SOLICITUD: Identifique cada fila de las siguientes que contenga la cadena "asphalt" y cópiela. Distinga entre mayúsculas y minúsculas.

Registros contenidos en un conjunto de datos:
○ ○ ○
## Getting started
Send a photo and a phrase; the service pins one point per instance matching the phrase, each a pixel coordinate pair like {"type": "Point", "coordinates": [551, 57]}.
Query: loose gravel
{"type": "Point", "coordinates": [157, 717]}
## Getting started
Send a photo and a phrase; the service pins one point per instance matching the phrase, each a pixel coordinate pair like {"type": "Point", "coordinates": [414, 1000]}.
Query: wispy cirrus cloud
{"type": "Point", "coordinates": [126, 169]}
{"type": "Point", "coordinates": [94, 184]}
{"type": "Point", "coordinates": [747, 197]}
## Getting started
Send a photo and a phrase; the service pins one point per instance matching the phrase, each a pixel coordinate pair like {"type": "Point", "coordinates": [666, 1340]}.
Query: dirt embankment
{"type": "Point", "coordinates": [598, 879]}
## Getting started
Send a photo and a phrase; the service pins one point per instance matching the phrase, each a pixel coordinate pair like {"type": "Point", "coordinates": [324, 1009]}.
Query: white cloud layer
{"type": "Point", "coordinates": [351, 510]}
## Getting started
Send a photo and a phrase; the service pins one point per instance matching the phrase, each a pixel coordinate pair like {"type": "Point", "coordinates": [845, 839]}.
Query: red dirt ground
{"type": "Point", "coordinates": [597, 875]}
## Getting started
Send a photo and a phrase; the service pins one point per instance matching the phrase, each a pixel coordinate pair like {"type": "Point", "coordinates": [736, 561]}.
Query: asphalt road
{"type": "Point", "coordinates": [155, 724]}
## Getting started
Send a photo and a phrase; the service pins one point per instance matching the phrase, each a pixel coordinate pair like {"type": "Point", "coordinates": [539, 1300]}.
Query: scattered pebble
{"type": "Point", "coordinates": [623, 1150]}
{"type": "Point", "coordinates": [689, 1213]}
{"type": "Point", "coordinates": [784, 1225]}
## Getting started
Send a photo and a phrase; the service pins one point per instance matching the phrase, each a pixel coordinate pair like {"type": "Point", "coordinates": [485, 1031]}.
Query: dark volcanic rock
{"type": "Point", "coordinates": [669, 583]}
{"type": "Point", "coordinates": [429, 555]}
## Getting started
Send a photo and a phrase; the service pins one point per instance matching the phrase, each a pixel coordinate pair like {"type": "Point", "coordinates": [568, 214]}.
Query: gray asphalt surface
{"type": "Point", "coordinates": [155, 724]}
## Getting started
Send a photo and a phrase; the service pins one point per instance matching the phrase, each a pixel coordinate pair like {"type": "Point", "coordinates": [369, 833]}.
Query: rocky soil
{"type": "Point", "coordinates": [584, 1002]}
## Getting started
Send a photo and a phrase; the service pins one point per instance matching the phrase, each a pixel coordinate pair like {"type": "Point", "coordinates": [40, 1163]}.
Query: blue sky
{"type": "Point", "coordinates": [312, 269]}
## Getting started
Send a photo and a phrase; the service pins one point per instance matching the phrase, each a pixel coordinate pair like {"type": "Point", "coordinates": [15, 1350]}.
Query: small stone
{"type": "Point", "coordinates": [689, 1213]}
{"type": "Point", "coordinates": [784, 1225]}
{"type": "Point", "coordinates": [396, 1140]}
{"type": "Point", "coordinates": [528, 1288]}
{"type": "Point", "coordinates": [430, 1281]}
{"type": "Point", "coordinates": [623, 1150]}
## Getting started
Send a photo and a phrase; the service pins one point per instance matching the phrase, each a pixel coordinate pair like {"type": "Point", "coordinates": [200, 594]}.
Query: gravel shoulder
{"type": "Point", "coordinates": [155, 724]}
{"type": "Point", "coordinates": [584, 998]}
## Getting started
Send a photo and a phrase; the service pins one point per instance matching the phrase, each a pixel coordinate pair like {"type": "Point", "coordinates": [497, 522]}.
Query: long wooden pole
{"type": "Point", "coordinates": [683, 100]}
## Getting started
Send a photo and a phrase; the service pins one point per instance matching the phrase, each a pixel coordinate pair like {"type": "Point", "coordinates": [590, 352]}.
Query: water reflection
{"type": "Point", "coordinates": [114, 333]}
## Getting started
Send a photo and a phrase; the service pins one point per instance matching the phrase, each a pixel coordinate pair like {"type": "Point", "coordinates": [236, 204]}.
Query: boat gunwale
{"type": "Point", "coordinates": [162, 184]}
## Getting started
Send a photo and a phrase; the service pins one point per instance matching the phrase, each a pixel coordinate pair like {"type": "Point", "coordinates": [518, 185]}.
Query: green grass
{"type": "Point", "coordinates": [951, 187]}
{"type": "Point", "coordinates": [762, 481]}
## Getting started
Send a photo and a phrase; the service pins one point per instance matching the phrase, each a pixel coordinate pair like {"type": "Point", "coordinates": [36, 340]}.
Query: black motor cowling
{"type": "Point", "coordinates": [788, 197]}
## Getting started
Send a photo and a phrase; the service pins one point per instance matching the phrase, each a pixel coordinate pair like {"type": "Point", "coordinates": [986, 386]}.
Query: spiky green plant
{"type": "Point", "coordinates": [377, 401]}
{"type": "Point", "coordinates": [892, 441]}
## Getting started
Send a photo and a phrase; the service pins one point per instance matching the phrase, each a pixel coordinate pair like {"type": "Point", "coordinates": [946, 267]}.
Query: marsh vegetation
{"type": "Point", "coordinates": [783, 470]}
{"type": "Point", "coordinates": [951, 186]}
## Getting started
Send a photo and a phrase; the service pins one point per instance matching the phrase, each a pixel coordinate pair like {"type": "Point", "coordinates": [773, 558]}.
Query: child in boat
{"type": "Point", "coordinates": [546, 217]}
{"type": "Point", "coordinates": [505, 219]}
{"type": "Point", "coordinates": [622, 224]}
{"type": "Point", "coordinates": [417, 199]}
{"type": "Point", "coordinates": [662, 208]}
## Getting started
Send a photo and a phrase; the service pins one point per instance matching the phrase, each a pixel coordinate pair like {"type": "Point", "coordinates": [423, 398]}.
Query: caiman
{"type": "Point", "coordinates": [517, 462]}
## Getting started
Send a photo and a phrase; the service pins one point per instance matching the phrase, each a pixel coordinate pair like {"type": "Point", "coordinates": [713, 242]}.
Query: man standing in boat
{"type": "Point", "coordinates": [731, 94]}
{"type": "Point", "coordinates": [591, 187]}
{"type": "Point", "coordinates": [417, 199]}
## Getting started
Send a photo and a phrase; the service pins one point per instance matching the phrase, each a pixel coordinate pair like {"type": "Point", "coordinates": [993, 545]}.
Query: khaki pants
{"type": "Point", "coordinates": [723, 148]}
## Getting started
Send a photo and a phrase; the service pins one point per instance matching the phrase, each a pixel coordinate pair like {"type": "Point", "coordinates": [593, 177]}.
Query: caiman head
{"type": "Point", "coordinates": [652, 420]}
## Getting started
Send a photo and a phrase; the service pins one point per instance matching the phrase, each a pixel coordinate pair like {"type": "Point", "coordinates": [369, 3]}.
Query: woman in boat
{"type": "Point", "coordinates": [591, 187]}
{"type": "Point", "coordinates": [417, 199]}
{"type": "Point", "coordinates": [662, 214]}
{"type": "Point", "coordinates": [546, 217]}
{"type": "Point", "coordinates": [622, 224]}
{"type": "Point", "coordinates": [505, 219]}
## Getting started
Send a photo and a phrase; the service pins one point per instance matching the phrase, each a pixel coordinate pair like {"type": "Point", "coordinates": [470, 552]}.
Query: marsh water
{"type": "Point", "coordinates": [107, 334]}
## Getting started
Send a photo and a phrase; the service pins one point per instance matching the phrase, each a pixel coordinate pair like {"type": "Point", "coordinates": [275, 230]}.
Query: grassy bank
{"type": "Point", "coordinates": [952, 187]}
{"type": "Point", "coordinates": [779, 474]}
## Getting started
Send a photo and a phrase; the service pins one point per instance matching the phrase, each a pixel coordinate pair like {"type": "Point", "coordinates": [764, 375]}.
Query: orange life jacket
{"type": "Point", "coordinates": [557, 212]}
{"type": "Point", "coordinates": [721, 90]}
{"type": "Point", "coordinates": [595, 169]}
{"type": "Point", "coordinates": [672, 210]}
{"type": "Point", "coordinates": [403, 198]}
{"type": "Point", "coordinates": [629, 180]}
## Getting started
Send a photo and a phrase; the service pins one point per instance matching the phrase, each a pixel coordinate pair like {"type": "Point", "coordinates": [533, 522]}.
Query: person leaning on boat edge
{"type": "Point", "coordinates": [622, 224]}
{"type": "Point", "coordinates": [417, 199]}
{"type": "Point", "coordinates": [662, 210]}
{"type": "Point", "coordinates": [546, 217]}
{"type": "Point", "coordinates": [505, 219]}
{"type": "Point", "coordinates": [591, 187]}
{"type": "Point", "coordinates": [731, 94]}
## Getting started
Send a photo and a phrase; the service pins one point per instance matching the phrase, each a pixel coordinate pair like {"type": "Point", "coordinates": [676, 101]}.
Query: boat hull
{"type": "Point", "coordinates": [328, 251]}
○ ○ ○
RESULTADO A CONTINUACIÓN:
Query: asphalt road
Query: gray asphalt surface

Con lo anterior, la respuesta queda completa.